■ **Try it**
Transcribe the passage of the article on the UCLA HSI fellowship program that runs from "The Inaugural UCLA" up to and including "goal of HSI.".

##### Selected extract

The Inaugural UCLA HSI Fellowship Program

September 15, 2023 | Carla Gonzalez and Yvonne Caro Caro

2023 hsi fellowship program

Elizabeth Gonzalez, Ph.D., Director of the UCLA Hispanic-Serving Institution (HSI), led the first HSI fellowship program on August 10-11, 2023. The focus of the program was to educate participants on what it means to be a Hispanic-Serving Institution (HSI), the communities we need to serve, and how we can all contribute to the mission. During the two-day program, we reviewed data, discussed how to “change the narrative,” developed initiatives, and clarified the goal of HSI. 

The David Geffen School of Medicine at UCLA (DGSOM) table included the following people: Nydia Flores, Co-Chair of the La Comunidad Affinity Group and Project Manager in Pediatrics; Melanie Bonilla, Program Manager for Justice, Equity, Diversity, and Inclusion (JEDI); Ana Esquivel, Manager for Radiology; Yvonne Caro Caro, Senior Standardized Patient Educator of the UCLA Simulation Center; and Carla Gonzalez, DAPM OAST & Project Manager.

##########
##### Entries provided

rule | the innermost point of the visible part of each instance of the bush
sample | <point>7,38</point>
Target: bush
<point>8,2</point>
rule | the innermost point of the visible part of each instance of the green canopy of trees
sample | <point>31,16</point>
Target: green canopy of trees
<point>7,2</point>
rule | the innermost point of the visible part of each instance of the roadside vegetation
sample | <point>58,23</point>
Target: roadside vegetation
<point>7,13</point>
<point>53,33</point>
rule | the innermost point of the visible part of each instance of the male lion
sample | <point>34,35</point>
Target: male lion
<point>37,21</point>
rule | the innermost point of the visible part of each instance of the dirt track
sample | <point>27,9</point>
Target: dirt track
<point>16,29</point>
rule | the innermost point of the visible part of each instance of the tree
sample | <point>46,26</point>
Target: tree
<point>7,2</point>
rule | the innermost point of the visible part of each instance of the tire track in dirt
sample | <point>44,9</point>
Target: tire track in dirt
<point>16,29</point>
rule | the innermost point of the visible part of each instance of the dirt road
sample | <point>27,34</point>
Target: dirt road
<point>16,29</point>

##########

■ **Answer to this task**
The Inaugural UCLA HSI Fellowship Program

September 15, 2023 | Carla Gonzalez and Yvonne Caro Caro

2023 hsi fellowship program

Elizabeth Gonzalez, Ph.D., Director of the UCLA Hispanic-Serving Institution (HSI), led the first HSI fellowship program on August 10-11, 2023. The focus of the program was to educate participants on what it means to be a Hispanic-Serving Institution (HSI), the communities we need to serve, and how we can all contribute to the mission. During the two-day program, we reviewed data, discussed how to “change the narrative,” developed initiatives, and clarified the goal of HSI.